Text section
==========

The first ammonium transporters to be isolated were in yeast (MEP1 from Saccharomyces cerevisiae) and Arabidopsis (AMT1) in the case of higher plants. Both were isolated by the functional complementation of a yeast mutant defective in ammonium transport (Ninnemann et al. 1994). The homologs of these proteins have been found in animals (Caenorhabditis elegans) and also in prokaryotes, thus establishing the fact that these belong to an ancient group of proteins (Sohlenkamp et al. 2000). In plants, the AMT family can be subdivided into two subfamilies (Loque and von Wiren, 2004). Members of the AMT1 subfamily are mostly intron-free and those of the AMT2 subfamily mostly contain introns in the gene sequence. In the case of rice, the AMT2 has been further subdivided into two subclades (Suenaga et al. 2003).
Even though the involvement of all the classes of AMT proteins in the transport of ammonia or ammonium ions is universally accepted, their functions are varied. On one hand, prokaryotes and plants are known to take up ammonium from their surroundings with the help of AMT proteins and on the other, mammals use the Rhesus proteins for pH stability and ion homoeostasis in the erythrocytes, liver and kidney cells (Nakhoul et al. 2004, Winkler et al. 2006).
So far all the plant AMTs investigated have been found to be located in the plasma membrane, suggesting their roles in ammonium acquisition (Ludewig et al.2002, Ludewig et al. 2003, Loque et al.2006)
1.3.1. STRUCTURE OF AMMONIUM TRANSPORTERS
One of the first ammonium transporters isolated was the AMT1;1 of Arabidopsis thaliana (Ninnemann et al,1994). The cDNA of AMT1;1 of Arabidopsis has a length of 1506 bases encoding a highly hydrophobic, 501 amino acids protein with 11 membrane spanning regions. Within the AMT family, the proteins vary in size from 391-622 amino acid residues (Blakey et al, 2002).

==========

Study questions
[1] Please decide whether each statement agrees with the passage on ammonium transporters: (a) plant AMT1 subfamily members mostly contain introns; (b) mammals use Rhesus proteins for pH stability in erythrocytes; (c) the Arabidopsis AMT1;1 cDNA encodes a protein of 622 amino acids. Give yes or no for each with the deciding words quoted from the passage.
[2] According to the passage on ammonium transporters, how were MEP1 and AMT1 isolated?

(Collected data)

==========

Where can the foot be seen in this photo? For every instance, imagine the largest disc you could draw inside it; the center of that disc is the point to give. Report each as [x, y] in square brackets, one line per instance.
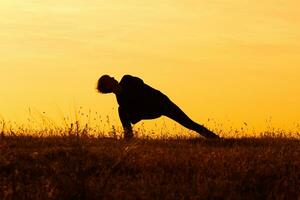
[209, 134]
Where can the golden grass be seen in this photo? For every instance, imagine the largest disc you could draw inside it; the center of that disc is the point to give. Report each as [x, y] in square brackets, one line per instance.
[79, 165]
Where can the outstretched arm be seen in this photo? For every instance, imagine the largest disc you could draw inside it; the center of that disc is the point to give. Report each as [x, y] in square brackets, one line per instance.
[128, 133]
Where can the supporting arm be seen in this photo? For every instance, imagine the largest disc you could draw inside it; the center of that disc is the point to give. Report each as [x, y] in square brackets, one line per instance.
[128, 133]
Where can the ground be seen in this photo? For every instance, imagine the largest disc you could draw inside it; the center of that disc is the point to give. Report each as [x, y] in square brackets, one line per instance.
[86, 167]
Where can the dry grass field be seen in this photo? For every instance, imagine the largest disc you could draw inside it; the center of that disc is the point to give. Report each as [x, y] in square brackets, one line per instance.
[82, 166]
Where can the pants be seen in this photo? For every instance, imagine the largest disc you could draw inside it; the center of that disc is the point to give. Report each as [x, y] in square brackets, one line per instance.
[170, 110]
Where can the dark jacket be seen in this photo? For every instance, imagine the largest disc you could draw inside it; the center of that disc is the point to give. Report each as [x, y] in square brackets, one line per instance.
[139, 100]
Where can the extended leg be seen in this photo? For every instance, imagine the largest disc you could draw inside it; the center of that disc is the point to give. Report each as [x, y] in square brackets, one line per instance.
[128, 133]
[174, 112]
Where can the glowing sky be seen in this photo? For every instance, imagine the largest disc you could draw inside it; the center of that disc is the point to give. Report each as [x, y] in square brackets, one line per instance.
[233, 61]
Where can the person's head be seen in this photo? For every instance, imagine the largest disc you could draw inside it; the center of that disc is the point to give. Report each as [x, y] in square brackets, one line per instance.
[107, 84]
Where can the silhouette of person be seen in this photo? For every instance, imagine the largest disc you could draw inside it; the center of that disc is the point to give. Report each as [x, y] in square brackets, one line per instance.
[138, 101]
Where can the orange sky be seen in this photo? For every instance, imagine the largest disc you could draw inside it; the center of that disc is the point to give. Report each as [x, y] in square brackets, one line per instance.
[233, 61]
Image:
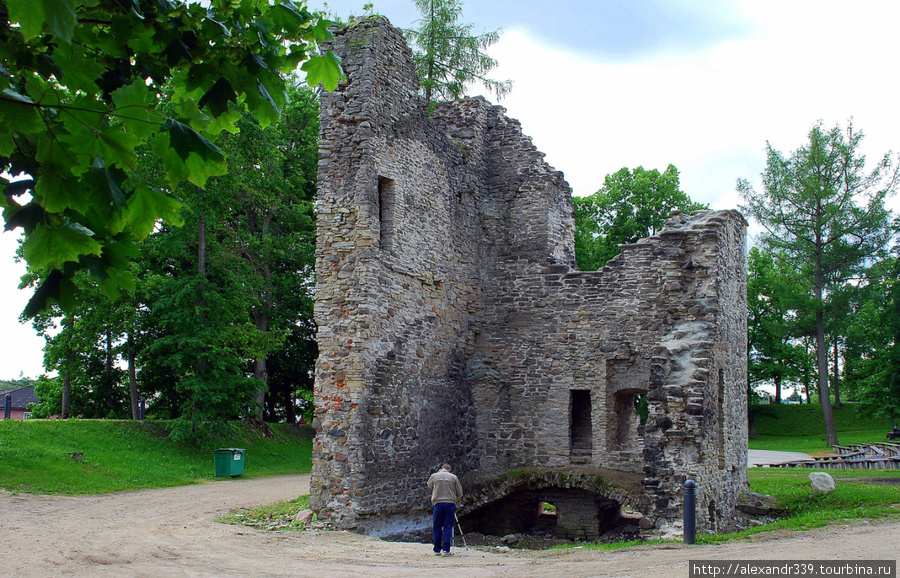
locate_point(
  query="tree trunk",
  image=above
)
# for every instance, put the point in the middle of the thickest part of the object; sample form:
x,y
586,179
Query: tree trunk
x,y
132,380
201,306
110,404
67,395
837,379
822,359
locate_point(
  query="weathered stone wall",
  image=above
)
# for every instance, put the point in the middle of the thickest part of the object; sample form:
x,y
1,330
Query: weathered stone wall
x,y
454,325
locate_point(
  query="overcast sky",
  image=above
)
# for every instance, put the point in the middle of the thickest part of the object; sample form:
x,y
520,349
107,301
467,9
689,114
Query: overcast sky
x,y
605,84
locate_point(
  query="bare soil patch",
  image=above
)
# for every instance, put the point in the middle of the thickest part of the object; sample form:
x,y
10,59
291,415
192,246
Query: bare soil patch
x,y
171,532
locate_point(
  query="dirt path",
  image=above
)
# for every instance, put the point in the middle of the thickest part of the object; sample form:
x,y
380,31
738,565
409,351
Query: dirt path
x,y
170,532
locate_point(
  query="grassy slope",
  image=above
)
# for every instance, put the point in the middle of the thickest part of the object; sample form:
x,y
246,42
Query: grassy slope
x,y
800,428
126,455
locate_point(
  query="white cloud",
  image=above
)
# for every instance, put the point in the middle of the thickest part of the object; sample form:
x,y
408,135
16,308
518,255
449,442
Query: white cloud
x,y
710,113
21,350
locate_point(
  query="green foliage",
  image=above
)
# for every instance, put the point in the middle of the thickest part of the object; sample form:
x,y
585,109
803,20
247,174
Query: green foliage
x,y
777,298
826,216
80,84
798,428
806,420
631,205
446,54
120,455
222,305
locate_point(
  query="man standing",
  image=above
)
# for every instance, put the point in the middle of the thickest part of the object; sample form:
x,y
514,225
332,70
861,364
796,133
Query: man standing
x,y
446,491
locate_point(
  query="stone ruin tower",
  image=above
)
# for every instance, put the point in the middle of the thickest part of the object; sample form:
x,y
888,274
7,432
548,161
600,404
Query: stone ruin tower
x,y
454,326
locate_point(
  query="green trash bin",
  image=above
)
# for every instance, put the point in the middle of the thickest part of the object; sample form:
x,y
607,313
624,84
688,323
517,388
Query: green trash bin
x,y
229,461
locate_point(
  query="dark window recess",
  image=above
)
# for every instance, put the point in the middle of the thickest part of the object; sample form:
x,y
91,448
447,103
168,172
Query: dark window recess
x,y
387,200
580,424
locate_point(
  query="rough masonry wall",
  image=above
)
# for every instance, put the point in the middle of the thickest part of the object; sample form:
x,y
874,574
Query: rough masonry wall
x,y
453,324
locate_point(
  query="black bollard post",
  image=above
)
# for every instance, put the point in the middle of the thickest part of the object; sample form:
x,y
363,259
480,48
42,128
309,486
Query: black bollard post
x,y
690,511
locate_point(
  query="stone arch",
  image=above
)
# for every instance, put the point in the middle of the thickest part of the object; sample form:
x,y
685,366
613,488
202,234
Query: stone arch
x,y
588,503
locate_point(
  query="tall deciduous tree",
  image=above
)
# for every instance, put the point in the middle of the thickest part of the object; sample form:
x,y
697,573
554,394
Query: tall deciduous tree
x,y
826,215
630,206
446,53
80,82
776,299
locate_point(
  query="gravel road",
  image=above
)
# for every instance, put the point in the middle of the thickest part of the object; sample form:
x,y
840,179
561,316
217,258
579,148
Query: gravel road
x,y
170,532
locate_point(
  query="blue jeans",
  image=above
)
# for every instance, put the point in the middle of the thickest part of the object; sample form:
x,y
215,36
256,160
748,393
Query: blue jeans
x,y
444,518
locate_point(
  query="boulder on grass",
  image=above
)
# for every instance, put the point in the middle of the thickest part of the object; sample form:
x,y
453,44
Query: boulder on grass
x,y
821,482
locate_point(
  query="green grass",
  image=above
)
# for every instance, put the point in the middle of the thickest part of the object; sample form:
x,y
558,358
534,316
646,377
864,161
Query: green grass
x,y
278,516
128,455
805,510
800,428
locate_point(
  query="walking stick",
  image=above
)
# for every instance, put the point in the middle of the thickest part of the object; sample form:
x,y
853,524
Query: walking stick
x,y
461,535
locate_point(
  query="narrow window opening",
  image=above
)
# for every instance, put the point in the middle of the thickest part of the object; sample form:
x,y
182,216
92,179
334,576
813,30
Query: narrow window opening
x,y
629,410
721,412
580,425
387,194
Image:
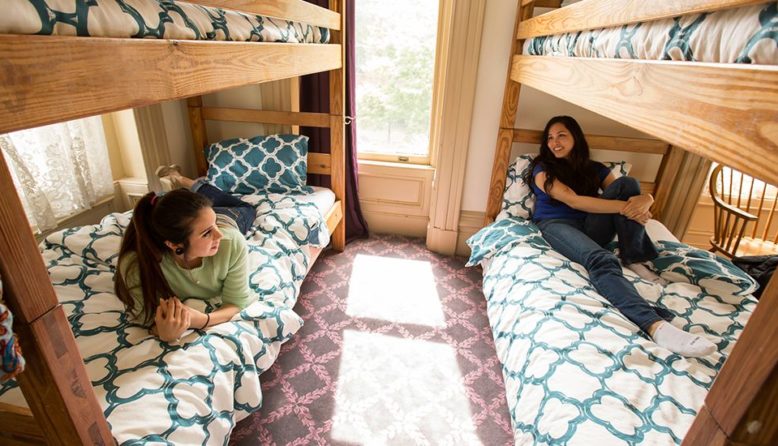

==========

Results in order
[1]
(a) No: "Members of the AMT1 subfamily are mostly intron-free"
(b) Yes: "mammals use the Rhesus proteins for pH stability and ion homoeostasis in the erythrocytes, liver and kidney cells"
(c) No: "encoding a highly hydrophobic, 501 amino acids protein"

[2] By the functional complementation of a yeast mutant defective in ammonium transport.